Aïssa Maïga : « Avec Marcher sur l’eau, je voulais éviter l’écueil du misérabilisme »

Aïssa Maïga : « Avec Marcher sur l’eau, je voulais éviter l’écueil du misérabilisme »

10 novembre 2021
Cinéma
"Marcher sur l'eau" d'Aïssa Maïga explore les conséquences du réchauffement climatique au Niger. Les Films du Losange
Avec son premier documentaire cinéma, Aïssa Maïga explore les dommages collatéraux du réchauffement climatique dans un village du Niger, durement impacté par le manque d’eau. Elle raconte au CNC comment elle a construit son film avec l’idée, au-delà du constat, d’apporter des solutions concrètes.

Qu’est-ce qui vous a donné envie de parler du réchauffement climatique et de ses tragiques dommages collatéraux en Afrique ?

Je ne me suis jamais prononcée publiquement sur le sujet du climat, car je considère n’avoir aucune expertise particulière. L’idée de Marcher sur l’eau et sa mise en route se sont faites sans moi. On le doit à Guy Lagache, tout comme les premiers repérages et la rencontre avec l’ONG Amman Imman qui va jouer un rôle essentiel dans cette aventure. Mais Guy Lagache a dû quitter le projet et son producteur Yves Darondeau m’a alors contactée.

Qu’est-ce qui vous a poussée à accepter sa proposition ?

J’étais plutôt encline à refuser, d’autant que je m’apprêtais à réaliser Regard noir pour Canal+ avec Isabelle Simeoni, un documentaire sur la représentation des femmes noires à l’écran. Mais je n’ai pas réussi à dire non ! (Rires.) Il y avait dans cette proposition l’opportunité de me saisir d’un sujet qui touche la région du Sahel – où je suis née, où j’ai de la famille, où j’ai passé beaucoup de temps marquant, notamment par le contraste avec ce que je vivais en France – et d’incarner à travers un film ce que veut dire la diaspora africaine. Tout cela a pris le dessus sur mes hésitations.

Comment avez-vous construit la colonne vertébrale de ce documentaire ?

D’abord par de longs entretiens avec Ariane Kirtley qui est à la tête de l’ONG Amman Imman. Avec elle, j’ai pris conscience de l’impact concret des changements climatiques dans ce lieu aux portes du désert : les bouleversements de paradigmes chez les éleveurs qui y vivent en famille ou en clan, en transhumance. Il y a peu de temps encore, la saison des pluies durait trois à quatre mois et les mares restaient remplies suffisamment longtemps pour offrir à boire aux humains et aux animaux et permettre à des pâturages d’exister. Aujourd’hui, la saison des pluies s’est raccourcie, les mares s’assèchent très vite et le manque d’eau est chronique. Ces échanges avec Ariane, et des recherches personnelles, m’ont permis de trouver la manière dont j’allais aborder le sujet : par une dimension sensible, liée à mes origines et au lien que j’entretiens avec l’idée du manque. Le manque de cette partie de ma famille qui vit loin de moi au Mali, à laquelle je pense tout le temps et que je vois peu. Le manque du père que j’ai perdu très jeune. Ma sensibilité allait me permettre de regarder les habitants de ce village de près, sans commentaire. D’être avec eux, mais de laisser le spectateur faire son chemin…

 

Vous avez posé votre caméra à Tatiste, un petit village du Niger. Comment l’avez-vous choisi ?

◆ **Les consignes**
a - Dites si chacun des énoncés suivants s'accorde avec l'entretien avec Aïssa Maïga : (i) L'idée de Marcher sur l'eau vient d'Aïssa Maïga ; (ii) Ariane Kirtley dirige l'ONG Amman Imman ; (iii) La saison des pluies dure aujourd'hui trois à quatre mois. Répondez par oui ou non, en citant les mots décisifs de l'entretien.
b - D'après l'entretien avec Aïssa Maïga, qui l'a contactée après le départ de Guy Lagache ?
c - Poursuivez l'entretien avec Aïssa Maïga là où il s'arrête.

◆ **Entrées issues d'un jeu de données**
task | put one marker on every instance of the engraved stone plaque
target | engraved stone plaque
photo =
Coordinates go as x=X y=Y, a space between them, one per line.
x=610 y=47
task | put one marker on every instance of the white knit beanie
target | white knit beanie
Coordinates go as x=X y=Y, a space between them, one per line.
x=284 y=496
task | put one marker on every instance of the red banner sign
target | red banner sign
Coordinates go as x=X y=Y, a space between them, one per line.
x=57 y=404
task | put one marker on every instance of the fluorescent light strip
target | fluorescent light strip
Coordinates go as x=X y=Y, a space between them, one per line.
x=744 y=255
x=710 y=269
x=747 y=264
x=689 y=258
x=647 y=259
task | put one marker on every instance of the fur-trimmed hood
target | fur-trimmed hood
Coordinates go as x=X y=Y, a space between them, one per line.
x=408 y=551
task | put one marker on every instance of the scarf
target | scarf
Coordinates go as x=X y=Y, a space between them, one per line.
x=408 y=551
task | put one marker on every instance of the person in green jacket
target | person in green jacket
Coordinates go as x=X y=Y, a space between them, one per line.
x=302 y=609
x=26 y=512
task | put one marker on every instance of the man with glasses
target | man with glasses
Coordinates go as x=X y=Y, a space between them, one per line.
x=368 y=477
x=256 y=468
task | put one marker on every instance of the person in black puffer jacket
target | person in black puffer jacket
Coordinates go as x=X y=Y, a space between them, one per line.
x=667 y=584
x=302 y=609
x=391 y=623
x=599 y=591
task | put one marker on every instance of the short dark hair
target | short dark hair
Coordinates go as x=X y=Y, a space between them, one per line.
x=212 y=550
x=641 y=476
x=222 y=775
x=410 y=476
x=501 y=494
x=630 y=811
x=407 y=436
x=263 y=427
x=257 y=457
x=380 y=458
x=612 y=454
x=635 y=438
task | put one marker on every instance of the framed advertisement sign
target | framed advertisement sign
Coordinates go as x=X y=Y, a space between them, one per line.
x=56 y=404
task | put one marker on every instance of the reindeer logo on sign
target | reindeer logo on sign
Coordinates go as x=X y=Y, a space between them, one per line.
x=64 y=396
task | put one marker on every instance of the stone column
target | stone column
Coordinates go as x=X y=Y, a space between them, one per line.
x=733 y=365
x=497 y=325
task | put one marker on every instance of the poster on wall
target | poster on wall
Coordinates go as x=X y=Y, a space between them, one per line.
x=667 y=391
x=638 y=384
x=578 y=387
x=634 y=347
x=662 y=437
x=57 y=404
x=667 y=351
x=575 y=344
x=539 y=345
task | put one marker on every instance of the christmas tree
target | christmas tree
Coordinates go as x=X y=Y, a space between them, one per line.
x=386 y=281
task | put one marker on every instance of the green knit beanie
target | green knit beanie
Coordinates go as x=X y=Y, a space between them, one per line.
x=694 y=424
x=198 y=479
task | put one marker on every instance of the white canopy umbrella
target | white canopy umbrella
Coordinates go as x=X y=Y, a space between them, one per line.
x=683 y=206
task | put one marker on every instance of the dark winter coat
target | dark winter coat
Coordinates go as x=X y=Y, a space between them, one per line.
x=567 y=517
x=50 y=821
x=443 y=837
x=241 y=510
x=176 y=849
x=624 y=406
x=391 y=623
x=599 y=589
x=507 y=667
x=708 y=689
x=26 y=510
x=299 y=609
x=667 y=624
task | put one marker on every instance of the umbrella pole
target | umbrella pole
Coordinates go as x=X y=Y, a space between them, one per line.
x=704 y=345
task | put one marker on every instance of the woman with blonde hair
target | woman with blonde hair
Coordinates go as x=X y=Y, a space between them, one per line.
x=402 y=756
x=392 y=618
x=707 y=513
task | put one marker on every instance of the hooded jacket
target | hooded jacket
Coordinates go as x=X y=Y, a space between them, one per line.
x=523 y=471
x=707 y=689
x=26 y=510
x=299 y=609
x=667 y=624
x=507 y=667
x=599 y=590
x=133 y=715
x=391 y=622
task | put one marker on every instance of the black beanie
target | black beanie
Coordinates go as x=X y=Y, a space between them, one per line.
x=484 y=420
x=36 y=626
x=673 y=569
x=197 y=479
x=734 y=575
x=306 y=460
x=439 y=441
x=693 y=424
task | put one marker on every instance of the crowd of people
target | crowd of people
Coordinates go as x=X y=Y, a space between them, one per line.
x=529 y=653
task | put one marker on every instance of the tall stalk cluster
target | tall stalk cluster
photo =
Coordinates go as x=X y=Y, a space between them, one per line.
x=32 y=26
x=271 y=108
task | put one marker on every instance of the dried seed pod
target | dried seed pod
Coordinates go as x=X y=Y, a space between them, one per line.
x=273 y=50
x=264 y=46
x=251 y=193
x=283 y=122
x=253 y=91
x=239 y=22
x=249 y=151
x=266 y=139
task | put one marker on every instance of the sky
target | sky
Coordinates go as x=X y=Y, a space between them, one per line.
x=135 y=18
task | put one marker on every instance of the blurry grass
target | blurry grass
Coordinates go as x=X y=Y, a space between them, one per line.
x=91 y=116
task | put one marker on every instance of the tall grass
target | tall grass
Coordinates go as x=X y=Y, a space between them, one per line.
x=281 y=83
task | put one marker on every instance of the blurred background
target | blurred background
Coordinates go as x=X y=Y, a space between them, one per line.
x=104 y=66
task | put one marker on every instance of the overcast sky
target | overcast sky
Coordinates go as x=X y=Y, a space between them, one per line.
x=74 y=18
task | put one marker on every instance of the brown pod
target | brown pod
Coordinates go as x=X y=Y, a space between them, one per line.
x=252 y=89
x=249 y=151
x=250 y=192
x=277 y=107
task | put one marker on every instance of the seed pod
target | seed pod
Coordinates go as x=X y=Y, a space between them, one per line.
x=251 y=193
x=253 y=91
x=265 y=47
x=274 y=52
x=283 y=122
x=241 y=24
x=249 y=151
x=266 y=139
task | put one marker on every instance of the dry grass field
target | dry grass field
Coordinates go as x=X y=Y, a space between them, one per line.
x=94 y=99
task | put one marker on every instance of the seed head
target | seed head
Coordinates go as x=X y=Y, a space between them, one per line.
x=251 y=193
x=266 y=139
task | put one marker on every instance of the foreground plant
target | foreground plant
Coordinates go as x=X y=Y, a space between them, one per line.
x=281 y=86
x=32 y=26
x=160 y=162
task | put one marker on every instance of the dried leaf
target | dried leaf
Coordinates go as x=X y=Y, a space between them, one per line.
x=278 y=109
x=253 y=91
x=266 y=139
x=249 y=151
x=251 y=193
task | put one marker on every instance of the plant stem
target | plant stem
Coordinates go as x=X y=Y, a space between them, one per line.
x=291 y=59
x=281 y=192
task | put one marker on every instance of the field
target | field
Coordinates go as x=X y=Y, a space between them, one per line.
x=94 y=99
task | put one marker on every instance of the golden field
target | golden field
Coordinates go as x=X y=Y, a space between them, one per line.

◆ **Réponses données**
a -
(i) Non : « L’idée de Marcher sur l’eau et sa mise en route se sont faites sans moi. »
(ii) Oui : « Ariane Kirtley qui est à la tête de l’ONG Amman Imman »
(iii) Non : « Aujourd’hui, la saison des pluies s’est raccourcie »

b - Yves Darondeau, le producteur de Guy Lagache.

c -
J’avais carte blanche pour aller où je voulais en Afrique de l’Ouest. Mais je me suis appuyée sur le travail de repérages effectué par Guy Lagache qui s’était concentré sur deux villages, l’un au Togo et l’autre au Niger. Le Niger m’a tout de suite parlé car le nord du Mali d’où je viens est très proche de ce pays. Il s’agissait en outre d’un village peul… et ma grand-mère était peule ! Ce village recelait des personnalités féminines très fortes. J’ai d’abord appris à connaître Tatiste par des photos, des récits… Et mon projet s’est précisé : avec Marcher sur l’eau, j’allais raconter la vie de ce village, des personnes qui y vivent et montrer comment, à cause du changement climatique, des enfants se retrouvent avec des responsabilités d’adultes en l’absence de leurs parents, partis pour subvenir aux besoins de leur famille.

Je ne voulais pas faire un film d’experte. Je n’ai aucune leçon à délivrer sur la question du réchauffement climatique. Ce qui m’intéresse, ce sont les conséquences de cette pollution causée par les pays industrialisés sur des individus qui doivent se battre pour survivre.

Qu’est-ce qui vous a frappée lors de votre premier voyage sur place ?

L’accueil incroyable qu’on a reçu… et que l’on doit au travail de Guy Lagache qui avait laissé une empreinte magnifique sur place au fil de ses repérages. Les habitants de Tatiste étaient déjà sensibilisés à l’idée du film et au potentiel puits de forage qui pourrait être installé dans le village grâce à nos efforts conjugués. Alors que je n’envisageais pas de tourner mais simplement de rencontrer les gens, ils m’ont incitée à sortir la caméra sans attendre. Deux heures après notre arrivée ! Puis le tournage s’est étalé sur un an, au rythme d’un voyage tous les deux ou trois mois. Car le synopsis que j’avais écrit avec Ariane débutait à la rentrée des classes puis reposait sur le passage des saisons avec comme point d’horizon ce forage, permis par l’action de l’ONG, qui allait apporter l’eau tant convoitée au centre du village et offrir à tous une vie meilleure.

L’idée d’une issue heureuse à une situation critique – et pas seulement l’exploration des conséquences du manque d’eau – a toujours été présente dans votre esprit ?

Oui, elle était là depuis le départ. Nous voulions montrer une réalité sociale, économique et environnementale, mais aussi le fait qu’il est possible d’avoir un impact positif en se mobilisant. C’est pour cela qu’on a travaillé avec Amman Imman, en charge du forage, et qu’on a participé, avec les producteurs, à la recherche de financement.

Cette idée d’une conclusion pleine d’espoir se retrouve aussi dans la forme de votre documentaire qui met en valeur la beauté renversante des paysages. Pourquoi ce parti pris ?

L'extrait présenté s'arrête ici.